Work to do: Leaving out every picture, quote the data below exactly as it appears.

begin

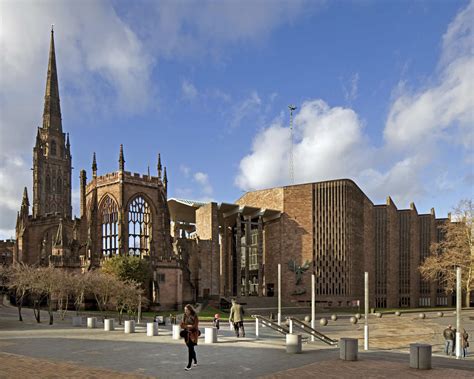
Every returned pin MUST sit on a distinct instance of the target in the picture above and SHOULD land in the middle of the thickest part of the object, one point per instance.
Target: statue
(298, 270)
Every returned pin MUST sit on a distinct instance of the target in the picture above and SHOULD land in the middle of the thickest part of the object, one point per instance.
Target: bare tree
(456, 249)
(103, 287)
(19, 280)
(79, 286)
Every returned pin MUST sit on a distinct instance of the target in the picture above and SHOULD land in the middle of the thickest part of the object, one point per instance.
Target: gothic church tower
(52, 153)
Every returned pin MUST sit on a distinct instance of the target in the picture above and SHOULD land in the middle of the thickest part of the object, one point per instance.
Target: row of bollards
(151, 328)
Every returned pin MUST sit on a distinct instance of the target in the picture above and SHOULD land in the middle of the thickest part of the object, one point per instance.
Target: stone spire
(94, 166)
(165, 180)
(25, 202)
(60, 239)
(121, 159)
(159, 165)
(52, 109)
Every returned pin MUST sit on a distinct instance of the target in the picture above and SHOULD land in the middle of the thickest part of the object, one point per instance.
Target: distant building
(207, 250)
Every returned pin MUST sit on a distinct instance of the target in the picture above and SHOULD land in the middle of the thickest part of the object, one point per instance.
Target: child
(216, 321)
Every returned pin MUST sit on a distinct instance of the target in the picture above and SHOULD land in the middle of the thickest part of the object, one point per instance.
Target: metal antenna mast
(292, 174)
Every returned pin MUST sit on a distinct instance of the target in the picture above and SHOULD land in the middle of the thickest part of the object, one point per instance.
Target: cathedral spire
(52, 109)
(165, 180)
(94, 166)
(159, 165)
(25, 202)
(121, 159)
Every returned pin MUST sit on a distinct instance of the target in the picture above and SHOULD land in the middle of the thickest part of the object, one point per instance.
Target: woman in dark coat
(190, 324)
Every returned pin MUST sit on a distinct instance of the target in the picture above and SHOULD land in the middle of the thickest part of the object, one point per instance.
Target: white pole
(366, 326)
(458, 312)
(279, 294)
(313, 304)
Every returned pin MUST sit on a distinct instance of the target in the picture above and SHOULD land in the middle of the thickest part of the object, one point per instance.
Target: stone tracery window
(139, 227)
(53, 147)
(109, 227)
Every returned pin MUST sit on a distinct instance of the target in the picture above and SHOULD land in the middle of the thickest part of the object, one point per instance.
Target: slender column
(223, 260)
(366, 326)
(313, 303)
(238, 246)
(279, 294)
(458, 312)
(260, 255)
(248, 242)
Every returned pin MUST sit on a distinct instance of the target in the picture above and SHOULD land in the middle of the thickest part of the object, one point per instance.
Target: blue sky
(384, 91)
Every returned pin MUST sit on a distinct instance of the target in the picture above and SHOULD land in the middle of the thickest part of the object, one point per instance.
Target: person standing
(464, 342)
(449, 336)
(190, 326)
(237, 318)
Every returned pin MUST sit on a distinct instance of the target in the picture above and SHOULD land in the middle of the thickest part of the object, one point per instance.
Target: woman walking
(190, 326)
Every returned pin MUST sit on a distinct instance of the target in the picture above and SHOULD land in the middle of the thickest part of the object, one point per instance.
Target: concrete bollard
(293, 343)
(109, 324)
(151, 329)
(92, 322)
(348, 349)
(420, 356)
(129, 326)
(210, 335)
(175, 331)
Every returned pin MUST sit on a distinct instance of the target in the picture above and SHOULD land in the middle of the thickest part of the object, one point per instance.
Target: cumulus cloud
(330, 142)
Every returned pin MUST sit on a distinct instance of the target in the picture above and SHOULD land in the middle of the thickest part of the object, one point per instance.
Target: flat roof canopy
(182, 210)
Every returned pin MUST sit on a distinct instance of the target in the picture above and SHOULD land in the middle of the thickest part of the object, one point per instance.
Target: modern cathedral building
(209, 250)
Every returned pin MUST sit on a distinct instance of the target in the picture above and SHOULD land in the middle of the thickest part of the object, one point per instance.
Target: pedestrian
(464, 342)
(449, 336)
(190, 333)
(216, 321)
(237, 318)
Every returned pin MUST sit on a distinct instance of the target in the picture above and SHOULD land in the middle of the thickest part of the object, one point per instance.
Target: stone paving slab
(368, 368)
(14, 366)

end

Result:
Every returned pin MUST sit on a distinct instance of the target in the picture above and SHOULD land in the middle of the thickest part of the object, one point per instance.
Target: statue
(298, 270)
Every returned pin MUST sit on a distinct instance of the target in the picture above and SHOULD land in the middle of the thickest part of the object, one point per instance.
Target: bare tree
(456, 249)
(103, 287)
(19, 280)
(79, 286)
Every returned pin MUST sit on a distinct instance of the target in the picture above and SHOULD land in the middle of the thickest part of the object, one point per instance.
Target: gothic church tower
(52, 153)
Every returned pin MUST sit on a distinct instance of the target in the picture above and SHOULD land in the middle of the thickest part of the object, one point per instance.
Target: row of bollards
(151, 328)
Every returned pin MUST sit on a distinct instance of the target in the picture above and SHOULD land in the middle of the thickest part of the object, one point per instance.
Target: stone spire
(94, 166)
(165, 180)
(25, 202)
(60, 239)
(121, 159)
(159, 165)
(52, 109)
Every returned pin MUST sit on a distinct instance of the target in the picture above and SHOULD land in the middle of the thickest part of the object, one point per instance.
Target: distant building
(207, 250)
Every returned pin MUST sit on a distinct instance of the target in the picture above and SHOULD land in the middle of the thickest part of the object, one point per instance.
Target: child
(216, 321)
Every returned pin MUST sit on a distinct instance of the target in the picture above and SHOULD land in the middle of the thickest part of the object, one point per instance.
Target: metal antenna mast
(292, 174)
Every returned pin MUST sit on a distinct instance of the target in the picture above and SHOULD land in the middle of the thickest part of the object, one point per instance.
Target: cathedral spire
(52, 109)
(165, 180)
(94, 166)
(159, 165)
(25, 202)
(121, 159)
Every returned pin MUST sit on a distinct instance of the target in the picture above and SHOULD land in the middle of the thickest part of the object, one point per instance.
Target: woman in dark coat
(190, 324)
Every returned pin MUST sit on a distinct instance of the target in the picture above and SHOULD land in the middle of the thickest part of the object, one point per instance.
Target: white pole
(366, 326)
(458, 312)
(279, 294)
(313, 304)
Every returned pin MUST sit on a distinct instance of the target in the picture above and SHOULD land in the middle of the thickest part of the object, one point per instance.
Target: stone tracery window
(139, 227)
(53, 147)
(109, 227)
Every returned pin MUST sit on a distinct instance of the target in the picture above and SHOULD land in the middle of the thickest part of the object, one point per instance.
Target: slender column
(223, 260)
(366, 326)
(313, 303)
(238, 246)
(279, 294)
(458, 312)
(260, 255)
(248, 242)
Every returned pin MUST sit on a distinct instance of the target in the picture above and SHOULD land in the middle of the thickest part of the object, one point per instance.
Target: blue sky
(384, 91)
Every returned pin MUST sit on a distinct instance of the target in the picture above and SHOULD land in the middle of the thickest part of the object, one point per instance.
Target: person standing
(464, 342)
(449, 336)
(190, 326)
(237, 318)
Every returned pin MUST sit on a distinct instance of the target in the picture above and SHOULD land in the middle of the thickest part of the object, one point per instance.
Target: woman walking
(190, 326)
Every returned pin MUST sit on a distinct instance of the target in the picture above and SHOULD land in the middle of the thickest part of the object, one point per instance.
Target: concrete bollard
(293, 343)
(109, 324)
(151, 329)
(92, 322)
(348, 349)
(420, 356)
(129, 326)
(210, 335)
(175, 331)
Every returned pin MUST sit on a distinct instance of the target in the picture above and SHOULD land in the middle of the thickest part of the object, one point per instance.
Target: cumulus cloud
(330, 142)
Every returned pin MUST sit on a distinct instance of the target in the picture above and SHOULD land in the middle of the thickest part of the object, one point per instance.
Target: flat roof canopy
(182, 210)
Every returned pin MUST sit on a distinct instance of the target in the picture above and SHOULD land in the middle of the thickest part of the object, one point per instance.
Target: modern cathedral building
(209, 250)
Every returned pin MUST sit on a distinct instance of the target in the picture above and SHOULD land in the middle of the thickest part of the object, one point per instance.
Target: pedestrian
(464, 342)
(449, 336)
(190, 333)
(216, 321)
(237, 318)
Every returned pin MUST sit on a distinct instance of the target in the picture above and SHOULD land in the middle of the thickest part of the object, one point per instance.
Target: stone paving slab
(368, 368)
(14, 366)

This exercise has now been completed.